## Exercise:
From the records below, extract every line that contains the word "washer" and reproduce each such line in full.

□ □ □ □ □

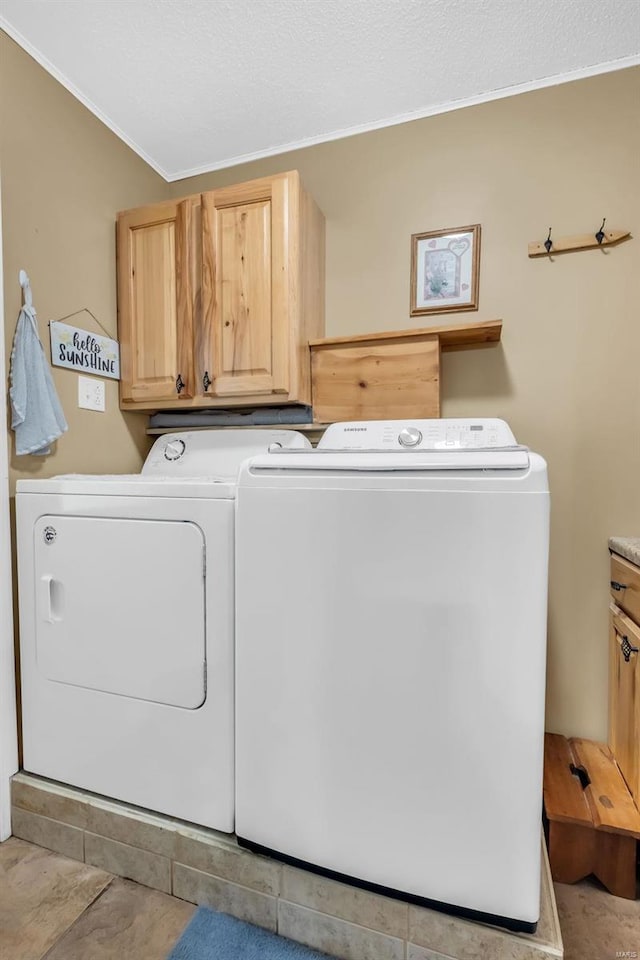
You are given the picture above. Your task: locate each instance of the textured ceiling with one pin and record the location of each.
(195, 85)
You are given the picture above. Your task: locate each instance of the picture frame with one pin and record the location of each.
(445, 270)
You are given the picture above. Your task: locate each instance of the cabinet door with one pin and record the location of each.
(249, 283)
(158, 291)
(624, 697)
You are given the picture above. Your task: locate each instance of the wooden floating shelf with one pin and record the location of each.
(451, 337)
(583, 241)
(394, 375)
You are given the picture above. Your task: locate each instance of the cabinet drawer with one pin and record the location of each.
(624, 697)
(625, 586)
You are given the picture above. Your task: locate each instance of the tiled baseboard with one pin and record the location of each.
(203, 866)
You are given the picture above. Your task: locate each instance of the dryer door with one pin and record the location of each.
(120, 606)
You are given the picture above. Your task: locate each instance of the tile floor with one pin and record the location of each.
(53, 908)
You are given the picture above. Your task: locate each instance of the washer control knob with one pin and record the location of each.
(174, 449)
(409, 437)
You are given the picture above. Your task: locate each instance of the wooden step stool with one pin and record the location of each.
(593, 822)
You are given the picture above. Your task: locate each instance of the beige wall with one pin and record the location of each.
(567, 374)
(64, 176)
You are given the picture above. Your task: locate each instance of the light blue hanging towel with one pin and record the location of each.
(36, 413)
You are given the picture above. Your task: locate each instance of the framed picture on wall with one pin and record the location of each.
(445, 270)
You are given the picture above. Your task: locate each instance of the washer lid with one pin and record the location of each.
(504, 458)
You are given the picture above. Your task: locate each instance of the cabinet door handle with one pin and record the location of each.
(627, 648)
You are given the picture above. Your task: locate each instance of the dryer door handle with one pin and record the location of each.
(50, 599)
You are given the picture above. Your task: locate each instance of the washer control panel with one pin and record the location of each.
(442, 434)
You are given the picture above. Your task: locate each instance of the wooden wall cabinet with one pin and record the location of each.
(218, 296)
(624, 671)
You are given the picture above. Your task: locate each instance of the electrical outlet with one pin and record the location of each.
(91, 394)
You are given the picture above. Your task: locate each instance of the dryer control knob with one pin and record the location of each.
(174, 449)
(409, 437)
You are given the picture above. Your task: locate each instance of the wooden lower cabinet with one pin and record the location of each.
(218, 296)
(624, 696)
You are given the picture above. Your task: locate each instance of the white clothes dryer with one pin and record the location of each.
(126, 601)
(390, 717)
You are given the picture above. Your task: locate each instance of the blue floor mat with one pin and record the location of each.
(215, 936)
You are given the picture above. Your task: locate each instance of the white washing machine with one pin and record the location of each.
(390, 661)
(126, 593)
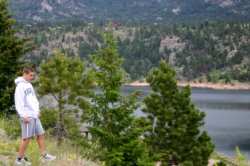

□ □ □ □ □

## Solution to the problem:
You are given the picture above. Your task: locate each instance of the washer control knob with one pin and record the location of each.
You are given the picture above. Your task: locate each instance of the washer lid with one pin and record the location of each.
You are given the picture above. Your task: locate each instance of the washer control panel with one pin and record the location of each.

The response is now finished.